AIM OF THE EXERCISE:
Could you set down every entry exactly as it appears?

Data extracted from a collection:
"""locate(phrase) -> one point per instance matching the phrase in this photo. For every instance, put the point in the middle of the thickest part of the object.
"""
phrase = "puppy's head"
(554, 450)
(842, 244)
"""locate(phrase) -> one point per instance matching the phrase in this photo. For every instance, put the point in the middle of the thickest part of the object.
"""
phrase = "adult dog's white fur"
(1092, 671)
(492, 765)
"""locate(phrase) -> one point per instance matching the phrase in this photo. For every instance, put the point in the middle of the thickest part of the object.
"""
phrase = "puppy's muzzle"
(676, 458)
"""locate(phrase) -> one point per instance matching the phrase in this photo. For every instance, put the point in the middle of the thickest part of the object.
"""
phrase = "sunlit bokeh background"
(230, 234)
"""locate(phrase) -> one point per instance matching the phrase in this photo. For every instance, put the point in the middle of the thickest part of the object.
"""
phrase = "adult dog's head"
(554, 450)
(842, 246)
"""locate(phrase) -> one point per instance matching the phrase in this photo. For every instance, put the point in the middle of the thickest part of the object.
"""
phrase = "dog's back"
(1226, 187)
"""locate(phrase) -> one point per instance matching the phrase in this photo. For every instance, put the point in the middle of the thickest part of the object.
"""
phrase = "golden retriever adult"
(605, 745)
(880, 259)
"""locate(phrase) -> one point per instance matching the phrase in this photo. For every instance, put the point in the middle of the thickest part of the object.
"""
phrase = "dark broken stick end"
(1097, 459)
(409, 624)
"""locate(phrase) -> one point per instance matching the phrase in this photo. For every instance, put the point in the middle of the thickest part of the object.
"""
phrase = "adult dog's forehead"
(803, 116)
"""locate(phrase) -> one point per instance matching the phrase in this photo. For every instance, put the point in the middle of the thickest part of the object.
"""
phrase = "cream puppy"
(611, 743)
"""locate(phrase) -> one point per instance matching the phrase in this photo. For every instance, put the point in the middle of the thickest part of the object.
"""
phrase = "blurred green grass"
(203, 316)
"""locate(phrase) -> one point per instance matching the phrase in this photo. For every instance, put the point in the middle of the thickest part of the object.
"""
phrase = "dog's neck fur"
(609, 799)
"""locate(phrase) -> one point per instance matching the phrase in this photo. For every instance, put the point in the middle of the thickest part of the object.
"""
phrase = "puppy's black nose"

RESULT OF THIS TASK:
"""locate(phrase) -> one point per instance matching the phrase in this photo. For every instance, put the point in the middle of the thickest part of the object.
"""
phrase = "puppy's head"
(554, 450)
(842, 244)
"""locate(phrase) -> one point per instance matching the phrase in this photo. For every instance, put the point in the middle of the thickest part of the object.
"""
phrase = "adult dog's white fur"
(1092, 671)
(492, 765)
"""locate(phrase) -> one point per instance matching the phrase in this photo. For every instance, put the point in the middle of the thickest part of the object.
"""
phrase = "puppy's muzzle"
(676, 458)
"""locate(phrase) -> one point per instance matching the phrase in this photo. For every instance, put the point in the middle of the thickest part of the object.
"""
phrase = "sunlit bokeh background"
(230, 234)
"""locate(phrase) -> one point per instance matching the phrase in this photo. For every instance, put the point in the middle of the thickest part of the object.
"""
phrase = "adult dog's head"
(554, 450)
(842, 246)
"""locate(phrase) -> one point per instance matching the phrase in this photo. For every instance, put the point in the middle of the thickest part of the object.
"""
phrase = "dog's back"
(1226, 187)
"""locate(phrase) -> one point per instance matching the phrase in this photo. For every instance, put the point in the middle of the thickest part of the object.
"""
phrase = "golden retriever adult"
(605, 745)
(880, 259)
"""locate(phrase) -> one point per instance matching the phrase in this photo. For every instance, put the point in the middle of the thickest part of the object.
"""
phrase = "dark broken stick end"
(1097, 459)
(409, 624)
"""locate(phrase) -> one point per instance matching the phrase in this photo. For every instance, put the point in the middle of the thickest part of the object.
"""
phrase = "adult dog's forehead"
(803, 116)
"""locate(phrase) -> one point per instance matching the phrase in this photo. For every instance, put the point in the middle of the thickest part of the object.
"""
phrase = "cream puppy"
(611, 743)
"""locate(phrase) -> one point per instance matching the phrase in this photo. For every instance, put the point in the middle of the thickest part of the object.
"""
phrase = "blurred green grass"
(203, 316)
"""locate(phrase) -> one point per instance matching the phrase in this photo. For every instance, put the point in the middle of the thickest part of the object.
"""
phrase = "dog's neck fur"
(609, 799)
"""locate(phrase) -> one point per instance matching the phrase in this photo. For every instance, put the point in the middle of the thickest part of the object.
"""
phrase = "puppy's black nose"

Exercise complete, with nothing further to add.